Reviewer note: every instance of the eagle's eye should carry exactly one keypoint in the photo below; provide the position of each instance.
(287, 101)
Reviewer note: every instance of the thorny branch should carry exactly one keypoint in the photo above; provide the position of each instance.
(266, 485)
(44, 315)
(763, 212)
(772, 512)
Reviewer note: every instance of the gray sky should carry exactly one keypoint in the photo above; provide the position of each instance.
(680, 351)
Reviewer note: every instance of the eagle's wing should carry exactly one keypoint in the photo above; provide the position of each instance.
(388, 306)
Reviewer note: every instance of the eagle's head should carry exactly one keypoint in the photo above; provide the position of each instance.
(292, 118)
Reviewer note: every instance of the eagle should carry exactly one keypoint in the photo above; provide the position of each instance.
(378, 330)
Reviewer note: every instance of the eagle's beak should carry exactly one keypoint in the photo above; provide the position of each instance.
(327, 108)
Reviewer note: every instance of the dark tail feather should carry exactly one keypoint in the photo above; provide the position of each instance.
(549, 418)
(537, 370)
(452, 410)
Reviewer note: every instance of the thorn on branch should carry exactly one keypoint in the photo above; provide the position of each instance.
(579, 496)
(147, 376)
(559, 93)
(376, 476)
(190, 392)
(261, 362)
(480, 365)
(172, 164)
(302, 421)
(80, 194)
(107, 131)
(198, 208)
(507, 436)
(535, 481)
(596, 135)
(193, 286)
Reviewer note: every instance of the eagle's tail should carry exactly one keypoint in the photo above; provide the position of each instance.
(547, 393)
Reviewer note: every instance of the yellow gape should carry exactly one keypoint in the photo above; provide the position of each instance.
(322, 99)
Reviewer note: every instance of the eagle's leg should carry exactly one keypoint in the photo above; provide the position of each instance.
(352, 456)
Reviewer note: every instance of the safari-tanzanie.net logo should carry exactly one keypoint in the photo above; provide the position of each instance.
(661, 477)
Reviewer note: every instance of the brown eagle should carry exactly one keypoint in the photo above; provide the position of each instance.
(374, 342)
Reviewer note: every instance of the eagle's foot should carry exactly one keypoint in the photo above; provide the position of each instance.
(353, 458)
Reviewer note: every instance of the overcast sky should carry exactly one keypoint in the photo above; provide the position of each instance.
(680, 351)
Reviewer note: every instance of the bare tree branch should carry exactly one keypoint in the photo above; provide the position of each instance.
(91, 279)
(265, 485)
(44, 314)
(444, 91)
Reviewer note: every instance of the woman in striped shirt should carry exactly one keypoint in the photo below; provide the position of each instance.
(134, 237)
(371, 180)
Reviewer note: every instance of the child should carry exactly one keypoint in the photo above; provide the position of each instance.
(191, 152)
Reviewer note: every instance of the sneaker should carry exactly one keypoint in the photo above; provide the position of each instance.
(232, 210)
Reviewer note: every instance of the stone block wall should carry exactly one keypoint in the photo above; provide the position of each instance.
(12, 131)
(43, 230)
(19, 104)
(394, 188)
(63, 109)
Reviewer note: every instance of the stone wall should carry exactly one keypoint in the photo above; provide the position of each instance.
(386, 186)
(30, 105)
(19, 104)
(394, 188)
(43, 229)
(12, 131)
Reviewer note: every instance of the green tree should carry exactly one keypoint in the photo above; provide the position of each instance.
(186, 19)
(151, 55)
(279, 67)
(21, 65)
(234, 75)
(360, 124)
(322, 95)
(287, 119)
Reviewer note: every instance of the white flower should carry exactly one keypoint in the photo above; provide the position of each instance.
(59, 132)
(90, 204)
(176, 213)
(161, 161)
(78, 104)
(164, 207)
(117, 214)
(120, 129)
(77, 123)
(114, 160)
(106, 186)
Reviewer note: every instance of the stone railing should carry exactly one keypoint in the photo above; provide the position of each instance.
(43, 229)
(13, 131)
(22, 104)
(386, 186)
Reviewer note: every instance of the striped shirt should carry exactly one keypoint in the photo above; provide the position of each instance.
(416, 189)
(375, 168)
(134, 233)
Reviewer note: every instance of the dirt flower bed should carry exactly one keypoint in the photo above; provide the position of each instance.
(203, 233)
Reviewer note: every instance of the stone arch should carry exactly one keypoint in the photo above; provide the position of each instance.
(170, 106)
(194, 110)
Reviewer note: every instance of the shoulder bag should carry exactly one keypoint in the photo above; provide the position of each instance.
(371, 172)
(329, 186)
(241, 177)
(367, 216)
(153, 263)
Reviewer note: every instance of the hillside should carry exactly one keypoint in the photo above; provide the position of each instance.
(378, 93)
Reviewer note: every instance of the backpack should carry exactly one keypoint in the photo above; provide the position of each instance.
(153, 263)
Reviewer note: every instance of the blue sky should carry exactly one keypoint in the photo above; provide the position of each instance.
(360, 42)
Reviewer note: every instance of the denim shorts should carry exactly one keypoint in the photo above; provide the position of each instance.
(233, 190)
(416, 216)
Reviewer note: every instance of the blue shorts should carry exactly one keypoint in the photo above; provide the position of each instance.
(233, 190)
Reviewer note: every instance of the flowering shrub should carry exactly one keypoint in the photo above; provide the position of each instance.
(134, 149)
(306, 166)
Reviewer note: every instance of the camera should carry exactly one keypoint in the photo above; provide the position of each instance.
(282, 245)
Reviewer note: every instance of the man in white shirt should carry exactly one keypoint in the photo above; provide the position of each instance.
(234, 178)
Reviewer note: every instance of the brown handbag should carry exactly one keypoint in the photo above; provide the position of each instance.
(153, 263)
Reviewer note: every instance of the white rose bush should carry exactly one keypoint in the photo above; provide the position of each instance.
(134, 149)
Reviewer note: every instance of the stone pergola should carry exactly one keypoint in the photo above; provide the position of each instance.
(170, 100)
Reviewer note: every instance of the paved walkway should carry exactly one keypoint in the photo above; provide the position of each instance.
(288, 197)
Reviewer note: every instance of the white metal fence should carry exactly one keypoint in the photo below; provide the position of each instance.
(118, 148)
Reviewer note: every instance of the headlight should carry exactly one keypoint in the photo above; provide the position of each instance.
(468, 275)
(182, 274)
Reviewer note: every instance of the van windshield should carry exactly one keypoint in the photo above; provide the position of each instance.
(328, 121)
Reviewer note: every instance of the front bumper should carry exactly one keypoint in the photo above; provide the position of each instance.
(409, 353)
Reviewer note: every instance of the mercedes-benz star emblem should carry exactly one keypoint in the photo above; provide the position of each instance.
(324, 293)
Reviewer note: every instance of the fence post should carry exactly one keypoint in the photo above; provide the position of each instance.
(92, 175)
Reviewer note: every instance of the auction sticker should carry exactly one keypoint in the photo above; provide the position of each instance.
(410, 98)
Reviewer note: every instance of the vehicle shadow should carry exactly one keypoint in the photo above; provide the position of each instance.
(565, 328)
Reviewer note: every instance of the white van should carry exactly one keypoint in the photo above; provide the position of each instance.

▶ REQUIRED WORK
Would you repeat all the material exactly as it is shown?

▶ RESPONSE TO THE TASK
Reviewer note: every instance of the eagle's eye should carry exactly one keypoint in the photo below; provide the position of each instance.
(287, 101)
Reviewer note: every instance of the thorny branch should carry exactly one keypoint in the photo above; provide the position of each instance.
(266, 485)
(44, 315)
(763, 212)
(772, 512)
Reviewer note: every instance of the gray sky should carry exactly one keypoint in the photo above; provide the position of each instance.
(680, 351)
Reviewer note: every instance of the eagle's wing should carry exactly one keypoint in the photo above; provide the position of each instance.
(388, 306)
Reviewer note: every instance of the eagle's head should carry exactly one keypoint in the photo above; provide the position of each instance.
(292, 118)
Reviewer note: every instance of the eagle should carry exactly one keypoint in the photo above; provide the position of each instance.
(378, 330)
Reviewer note: every instance of the eagle's beak should carry exactly one keypoint in the photo above; provide the position of each instance.
(327, 108)
Reviewer note: every instance of the dark tail feather should carry exactly one keypoint in the photo above; provide the position of each instance.
(549, 418)
(537, 370)
(452, 410)
Reviewer note: every instance of the thorn on branch should carry exactly one keypoint in the photo above; provide the position of each instance.
(579, 496)
(147, 376)
(559, 93)
(376, 476)
(190, 392)
(261, 362)
(480, 365)
(172, 164)
(302, 421)
(80, 194)
(107, 131)
(198, 208)
(507, 436)
(535, 481)
(596, 135)
(193, 286)
Reviewer note: every instance of the eagle's tail should carry exactly one keypoint in the photo above; provide the position of each instance.
(547, 393)
Reviewer note: every instance of the yellow gape should carry exactly one keypoint in the photo above; provide the position of each instance.
(322, 99)
Reviewer note: every instance of the eagle's leg should carry exactly one keypoint in the photo above; provide the position of each instance.
(352, 456)
Reviewer note: every instance of the safari-tanzanie.net logo should carry exactly one keypoint in the photo above; provide the position of each instance.
(661, 477)
Reviewer note: every instance of the brown eagle should carry exactly one keypoint in the photo above; provide the position of each instance.
(374, 342)
Reviewer note: every instance of the eagle's foot should carry exactly one keypoint in the photo above; provide the position of each instance.
(353, 458)
Reviewer note: every instance of the overcast sky should carry exactly one keypoint in the photo above; provide the position of each instance.
(680, 351)
Reviewer note: every instance of the bare tree branch should carry exactly one keypoint in the photo above; provide the position of each instance.
(91, 279)
(265, 485)
(44, 314)
(444, 91)
Reviewer note: every instance of the woman in striped shirt should carry exactly one keypoint in the photo below; provide the position of each instance.
(134, 237)
(371, 180)
Reviewer note: every instance of the child should carry exactly one keypoint in the photo above; provide the position of each instance.
(191, 152)
Reviewer note: every instance of the sneaker should carry exactly one keypoint in the photo above; provide the position of each instance.
(232, 210)
Reviewer note: every instance of the stone block wall should carry exactly one keypoint in the photo above; provide the position of each instance.
(12, 131)
(43, 230)
(19, 104)
(394, 188)
(63, 109)
Reviewer note: every instance of the stone wall should carry exactly one keypoint in the photo above; provide the position of each instance.
(386, 186)
(30, 105)
(19, 104)
(394, 188)
(43, 229)
(12, 131)
Reviewer note: every instance of the green tree should carry exactly one keypoint in the photo above; provide the position of each instance.
(186, 19)
(151, 55)
(279, 67)
(21, 65)
(234, 75)
(360, 124)
(322, 95)
(287, 119)
Reviewer note: every instance of the white flower should carry exactly one keypoint in the photo above; provide the position of each instance.
(59, 132)
(90, 204)
(176, 213)
(161, 161)
(78, 104)
(164, 207)
(117, 214)
(120, 129)
(77, 123)
(114, 160)
(106, 186)
Reviewer note: every instance of the stone railing should carry exactly one keypoint in the photo above; provide the position of each instance.
(43, 229)
(13, 131)
(22, 104)
(386, 186)
Reviewer note: every instance of the striped shirt should carry exactly one keypoint in the photo above; provide the position of each instance.
(416, 189)
(375, 168)
(134, 233)
Reviewer note: every instance of the dirt flower bed should carry exactly one keypoint in the photo above; provide the position of each instance.
(203, 233)
Reviewer note: every instance of the stone arch should carry exactly one keypoint in the photo above; provide the position of each instance.
(170, 106)
(194, 110)
Reviewer note: every instance of the shoulder bag should carry exactly one keypoint in the photo above; provide the position of each instance.
(371, 172)
(329, 186)
(241, 177)
(367, 216)
(153, 263)
Reviewer note: every instance of the hillside should carry exactly one keypoint in the photo above; provide the position of each instance.
(378, 93)
Reviewer note: every instance of the backpack should carry exactly one keypoint in the photo above; provide the position of each instance.
(153, 263)
Reviewer note: every instance of the blue sky should carry exactly one keypoint in the photo above; provide the position of each instance.
(360, 42)
Reviewer note: every instance of the denim shorts should carry exactly one keypoint in the photo above; provide the position of each instance.
(233, 190)
(416, 216)
Reviewer note: every instance of the blue shorts should carry exactly one keypoint in the photo above; provide the position of each instance.
(233, 190)
Reviewer note: every instance of the flowering shrub should carry exactly one keypoint in the photo above; provide the position of each instance.
(134, 149)
(306, 166)
Reviewer note: every instance of the camera should carry exactly one keypoint in the photo above; provide the position of each instance.
(282, 245)
Reviewer note: every instance of the man in white shirt should carry exactly one keypoint in the photo above; provide the position of each instance.
(234, 178)
Reviewer note: every instance of the brown handbag should carry exactly one keypoint in the photo above; provide the position of each instance.
(153, 263)
Reviewer note: every instance of the white rose bush should carry exactly one keypoint in the photo above; provide the position of each instance.
(134, 149)
Reviewer note: every instance of the stone pergola should carry exactly one keypoint in the photo above; provide the position of each instance.
(170, 100)
Reviewer note: every instance of the paved walkway should carry exactly one keypoint in the photo above; provide the position of each instance.
(288, 197)
Reviewer note: every instance of the white metal fence should carry exactly one keypoint in the photo below; provide the position of each instance.
(118, 148)
Reviewer note: every instance of the headlight should carry exactly one keypoint in the photo above; provide the position of each instance.
(468, 275)
(182, 274)
Reviewer note: every instance of the van windshield should carry exactly one keypoint in the photo above; provide the position of each instance.
(328, 121)
Reviewer note: every instance of the front bumper should carry exactly one keypoint in the photo above; provide the position of each instance.
(409, 353)
Reviewer note: every instance of the mercedes-benz star emblem should carry exactly one keypoint in the photo above; provide the position of each instance.
(324, 293)
Reviewer note: every instance of the fence post should carry exactly one keypoint in the photo above; provide the position of each instance.
(92, 175)
Reviewer note: every instance of the auction sticker should carry exactly one keypoint in the photo above; provide the position of each instance.
(410, 98)
Reviewer note: every instance of the vehicle shadow should carry exactly one keypoint in the photo above; provide the position of each instance.
(565, 328)
Reviewer note: every instance of the white van should carry exactly one keypoint in the photo above; provide the position of each instance.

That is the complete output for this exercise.